### Problem to work on
Produce a perfect copy of the listing, matching each line.

### Information
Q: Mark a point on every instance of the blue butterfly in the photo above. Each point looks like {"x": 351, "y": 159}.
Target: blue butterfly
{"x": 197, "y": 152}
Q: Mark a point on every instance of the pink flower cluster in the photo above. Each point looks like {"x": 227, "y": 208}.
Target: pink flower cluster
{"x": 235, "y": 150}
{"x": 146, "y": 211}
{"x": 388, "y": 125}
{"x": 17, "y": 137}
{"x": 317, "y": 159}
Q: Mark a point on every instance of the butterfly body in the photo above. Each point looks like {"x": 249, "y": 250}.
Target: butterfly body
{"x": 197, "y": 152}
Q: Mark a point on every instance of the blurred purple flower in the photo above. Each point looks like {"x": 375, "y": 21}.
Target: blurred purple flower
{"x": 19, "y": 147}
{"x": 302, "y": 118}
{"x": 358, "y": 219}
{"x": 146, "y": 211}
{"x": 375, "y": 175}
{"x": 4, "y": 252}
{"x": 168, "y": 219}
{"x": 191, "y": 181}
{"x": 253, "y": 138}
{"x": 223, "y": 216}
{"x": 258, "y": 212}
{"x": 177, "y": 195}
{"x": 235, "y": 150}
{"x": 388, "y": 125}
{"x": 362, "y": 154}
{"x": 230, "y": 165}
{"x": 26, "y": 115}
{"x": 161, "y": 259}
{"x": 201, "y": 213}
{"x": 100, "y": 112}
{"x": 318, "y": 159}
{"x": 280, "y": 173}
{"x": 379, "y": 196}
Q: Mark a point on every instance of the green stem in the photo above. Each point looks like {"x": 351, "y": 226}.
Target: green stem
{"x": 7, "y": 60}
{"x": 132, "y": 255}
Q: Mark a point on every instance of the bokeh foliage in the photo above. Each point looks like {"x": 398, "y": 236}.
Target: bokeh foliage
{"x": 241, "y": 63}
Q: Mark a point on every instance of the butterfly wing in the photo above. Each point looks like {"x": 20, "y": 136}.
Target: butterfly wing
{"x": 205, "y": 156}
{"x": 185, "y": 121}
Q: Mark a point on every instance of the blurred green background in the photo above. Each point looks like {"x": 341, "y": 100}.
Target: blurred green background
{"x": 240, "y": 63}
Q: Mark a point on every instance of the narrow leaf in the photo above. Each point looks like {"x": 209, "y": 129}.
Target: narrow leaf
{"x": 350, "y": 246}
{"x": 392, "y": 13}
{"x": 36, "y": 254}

### Response to this task
Q: Mark a point on every instance of the blue butterfly in the photo above. Each point looks like {"x": 351, "y": 159}.
Target: blue butterfly
{"x": 197, "y": 152}
Q: Mark a point on every instance of the pink flower cluster in the photo above. Each point looks like {"x": 227, "y": 208}.
Target: pink flower cluster
{"x": 235, "y": 150}
{"x": 146, "y": 211}
{"x": 388, "y": 125}
{"x": 17, "y": 137}
{"x": 317, "y": 159}
Q: Mark a point on every instance of the butterfly body in the photo above. Each point looks like {"x": 249, "y": 250}.
Target: butterfly body
{"x": 197, "y": 152}
Q: Mark a point on every instance of the blurred purple flower in the photo above. Each point looks like {"x": 375, "y": 21}.
Target: blurred purple flower
{"x": 19, "y": 147}
{"x": 302, "y": 118}
{"x": 358, "y": 219}
{"x": 146, "y": 211}
{"x": 375, "y": 175}
{"x": 4, "y": 252}
{"x": 168, "y": 219}
{"x": 191, "y": 181}
{"x": 253, "y": 138}
{"x": 223, "y": 216}
{"x": 258, "y": 212}
{"x": 177, "y": 195}
{"x": 235, "y": 150}
{"x": 388, "y": 125}
{"x": 362, "y": 154}
{"x": 230, "y": 165}
{"x": 26, "y": 115}
{"x": 161, "y": 259}
{"x": 201, "y": 213}
{"x": 100, "y": 112}
{"x": 318, "y": 159}
{"x": 280, "y": 173}
{"x": 379, "y": 196}
Q: Mark a point on every instance of the green stem in the photo above. Each point looks like {"x": 351, "y": 226}.
Target: green stem
{"x": 7, "y": 60}
{"x": 132, "y": 255}
Q: Mark a point on every instance of the bokeh foliage in the photo above. Each point looks like {"x": 398, "y": 236}.
Target: bokeh foliage
{"x": 241, "y": 63}
Q: Mark a point on every instance of the butterfly wing in the photo above. Each point looks like {"x": 20, "y": 136}.
Target: butterfly wing
{"x": 205, "y": 156}
{"x": 185, "y": 121}
Q: Mark a point on every instance of the blurred green background in the photo above. Each point looks like {"x": 341, "y": 100}.
Target: blurred green background
{"x": 240, "y": 63}
Q: Mark a point on every instance of the narrow leaf in the photo above. Each point looks like {"x": 209, "y": 129}.
Target: narrow leaf
{"x": 350, "y": 246}
{"x": 392, "y": 13}
{"x": 36, "y": 254}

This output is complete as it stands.